— Start of MATERIAL SUPPLIED —

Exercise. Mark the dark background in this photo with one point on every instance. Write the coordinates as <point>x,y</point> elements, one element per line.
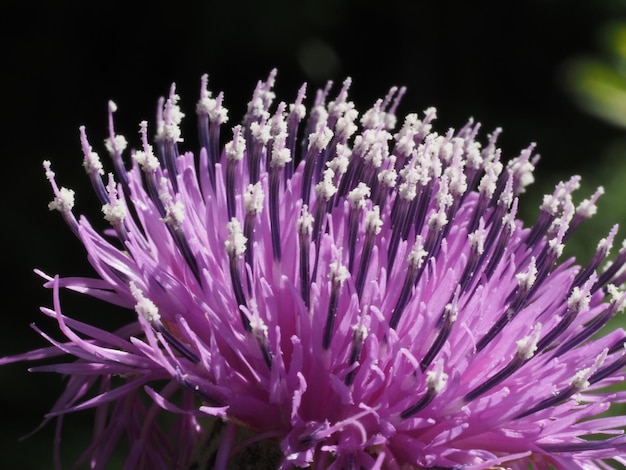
<point>500,62</point>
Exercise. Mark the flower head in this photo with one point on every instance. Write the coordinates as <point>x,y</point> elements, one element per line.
<point>364,297</point>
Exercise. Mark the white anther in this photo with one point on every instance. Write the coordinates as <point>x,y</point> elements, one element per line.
<point>253,198</point>
<point>144,306</point>
<point>527,346</point>
<point>373,222</point>
<point>63,201</point>
<point>236,242</point>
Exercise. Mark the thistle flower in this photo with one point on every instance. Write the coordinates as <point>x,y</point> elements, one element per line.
<point>348,295</point>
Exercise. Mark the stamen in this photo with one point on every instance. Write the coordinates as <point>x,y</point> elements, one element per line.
<point>63,199</point>
<point>579,382</point>
<point>115,145</point>
<point>234,150</point>
<point>618,303</point>
<point>253,199</point>
<point>211,115</point>
<point>337,275</point>
<point>373,226</point>
<point>448,317</point>
<point>93,167</point>
<point>526,348</point>
<point>305,227</point>
<point>235,246</point>
<point>358,340</point>
<point>416,262</point>
<point>436,381</point>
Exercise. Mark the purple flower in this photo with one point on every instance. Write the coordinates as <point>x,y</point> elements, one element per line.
<point>347,295</point>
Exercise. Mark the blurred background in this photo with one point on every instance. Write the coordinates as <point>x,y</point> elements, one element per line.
<point>546,71</point>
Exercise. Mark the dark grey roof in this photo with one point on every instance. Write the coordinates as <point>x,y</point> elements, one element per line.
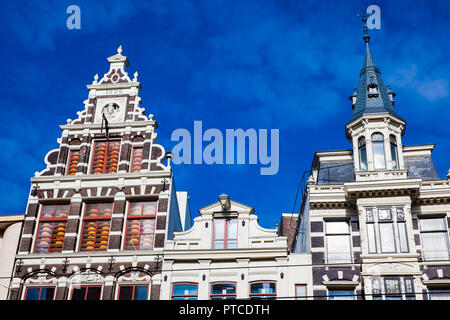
<point>421,167</point>
<point>336,172</point>
<point>365,105</point>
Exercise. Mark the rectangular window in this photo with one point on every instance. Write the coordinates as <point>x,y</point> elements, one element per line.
<point>385,229</point>
<point>52,228</point>
<point>263,291</point>
<point>376,289</point>
<point>223,291</point>
<point>338,242</point>
<point>184,291</point>
<point>392,289</point>
<point>105,157</point>
<point>96,226</point>
<point>434,236</point>
<point>225,233</point>
<point>409,289</point>
<point>72,164</point>
<point>387,237</point>
<point>341,295</point>
<point>300,292</point>
<point>140,225</point>
<point>40,293</point>
<point>133,292</point>
<point>439,294</point>
<point>136,159</point>
<point>87,293</point>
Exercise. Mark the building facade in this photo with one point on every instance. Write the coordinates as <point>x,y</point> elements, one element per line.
<point>10,227</point>
<point>99,214</point>
<point>227,255</point>
<point>375,218</point>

— End of MATERIAL SUPPLIED —

THE EXERCISE — Rewrite the entries from the start through the line containing "<point>236,242</point>", both ends included, replacing "white anther" with "pale anther" and keeping everything else the same. Omit the pictures.

EXERCISE RESULT —
Exercise. Mark the dark background in this photo with one point on every instance. Write the coordinates as <point>x,y</point> elements, one element per line.
<point>500,62</point>
Exercise. Mark the flower head in this photo with one point on every instance. Write the coordinates as <point>x,y</point> elements, one element per line.
<point>364,297</point>
Exercise. Mark the pale anther in this photo with one point on every instance. Write the coordinates as <point>x,y</point> elements, one element per line.
<point>253,198</point>
<point>144,306</point>
<point>527,346</point>
<point>373,222</point>
<point>63,201</point>
<point>236,242</point>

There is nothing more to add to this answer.